**Instruções do exercício:** Edite os registros começando pela linha que contém "Task: locate the palm" e seguindo até o fim, substituindo "leafy green bush" por "dense green bush" sem alterar mais nada. Devolva somente esse trecho.

········

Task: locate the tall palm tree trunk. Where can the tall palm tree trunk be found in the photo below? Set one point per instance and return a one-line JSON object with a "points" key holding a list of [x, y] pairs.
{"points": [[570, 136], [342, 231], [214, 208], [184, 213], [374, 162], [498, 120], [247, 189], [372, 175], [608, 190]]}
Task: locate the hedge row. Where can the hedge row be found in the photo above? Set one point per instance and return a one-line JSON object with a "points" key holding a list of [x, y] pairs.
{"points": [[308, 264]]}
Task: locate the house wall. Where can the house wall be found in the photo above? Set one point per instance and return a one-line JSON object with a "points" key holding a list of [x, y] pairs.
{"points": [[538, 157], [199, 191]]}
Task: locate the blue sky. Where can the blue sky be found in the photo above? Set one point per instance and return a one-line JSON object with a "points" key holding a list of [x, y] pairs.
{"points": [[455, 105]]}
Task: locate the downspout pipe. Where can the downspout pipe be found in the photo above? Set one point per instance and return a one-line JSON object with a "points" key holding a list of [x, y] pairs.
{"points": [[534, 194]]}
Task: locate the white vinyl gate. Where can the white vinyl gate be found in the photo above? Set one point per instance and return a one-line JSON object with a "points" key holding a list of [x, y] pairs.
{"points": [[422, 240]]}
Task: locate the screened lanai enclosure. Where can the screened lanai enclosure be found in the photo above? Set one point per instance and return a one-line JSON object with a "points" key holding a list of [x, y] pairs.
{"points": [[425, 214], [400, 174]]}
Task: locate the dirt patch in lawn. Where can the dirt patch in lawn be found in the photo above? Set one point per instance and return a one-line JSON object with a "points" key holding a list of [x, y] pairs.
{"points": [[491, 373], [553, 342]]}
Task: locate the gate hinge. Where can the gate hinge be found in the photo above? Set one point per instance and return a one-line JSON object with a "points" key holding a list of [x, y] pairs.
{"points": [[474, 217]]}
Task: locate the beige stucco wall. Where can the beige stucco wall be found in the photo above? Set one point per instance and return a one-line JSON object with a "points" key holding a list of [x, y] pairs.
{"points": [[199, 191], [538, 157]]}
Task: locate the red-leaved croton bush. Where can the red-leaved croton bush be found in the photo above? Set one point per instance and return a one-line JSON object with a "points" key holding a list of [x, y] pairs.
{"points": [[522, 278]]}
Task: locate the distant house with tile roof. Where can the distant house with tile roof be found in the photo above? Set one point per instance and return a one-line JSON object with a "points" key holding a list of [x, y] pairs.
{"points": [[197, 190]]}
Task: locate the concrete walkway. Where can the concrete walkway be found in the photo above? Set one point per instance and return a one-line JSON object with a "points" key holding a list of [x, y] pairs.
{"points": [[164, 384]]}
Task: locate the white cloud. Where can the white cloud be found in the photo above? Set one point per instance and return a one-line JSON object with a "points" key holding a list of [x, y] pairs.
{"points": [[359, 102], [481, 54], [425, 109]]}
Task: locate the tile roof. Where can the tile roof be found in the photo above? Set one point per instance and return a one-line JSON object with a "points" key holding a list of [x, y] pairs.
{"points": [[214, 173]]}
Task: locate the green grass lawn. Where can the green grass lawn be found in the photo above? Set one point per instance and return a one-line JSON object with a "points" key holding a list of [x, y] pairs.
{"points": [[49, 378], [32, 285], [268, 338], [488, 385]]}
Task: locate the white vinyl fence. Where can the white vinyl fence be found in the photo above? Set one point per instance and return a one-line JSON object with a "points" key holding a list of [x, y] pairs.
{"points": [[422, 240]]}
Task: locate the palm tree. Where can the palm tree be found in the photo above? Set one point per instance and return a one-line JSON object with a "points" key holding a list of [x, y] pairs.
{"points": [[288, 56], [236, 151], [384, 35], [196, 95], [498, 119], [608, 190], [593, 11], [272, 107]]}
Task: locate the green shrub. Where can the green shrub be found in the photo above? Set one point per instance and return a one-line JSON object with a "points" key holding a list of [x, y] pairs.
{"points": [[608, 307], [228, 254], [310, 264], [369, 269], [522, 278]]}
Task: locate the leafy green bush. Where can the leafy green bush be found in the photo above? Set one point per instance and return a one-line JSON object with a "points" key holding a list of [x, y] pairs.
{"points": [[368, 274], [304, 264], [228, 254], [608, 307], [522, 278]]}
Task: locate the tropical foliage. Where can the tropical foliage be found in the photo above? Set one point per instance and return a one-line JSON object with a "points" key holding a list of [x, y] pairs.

········

**Resultado da tarefa:**
Task: locate the palm tree. Where can the palm tree be found in the photo above? Set one point per instance and return a one-line JSON object with a "points" key holding a list of [x, y] pairs.
{"points": [[288, 56], [236, 151], [384, 35], [196, 95], [498, 119], [608, 190], [593, 11], [272, 107]]}
Task: locate the green shrub. Where can the green shrub be found in the photo above? Set one point per instance and return a one-line JSON object with a "points" key holding a list of [x, y] pairs.
{"points": [[608, 307], [228, 254], [310, 264], [369, 269], [522, 278]]}
Task: locate the dense green bush. Where can the dense green bush be found in the photo above? Set one point per instance and return a one-line JSON object with a "points" key holding a list of [x, y] pairs.
{"points": [[368, 274], [304, 264], [228, 254], [608, 307], [522, 278]]}
Task: locate the tropical foliage. Where can the tropical foliage be found in the photo above? Set one point per instance and return a one-line JSON object with a "points" key holding a list of [x, y] pairs.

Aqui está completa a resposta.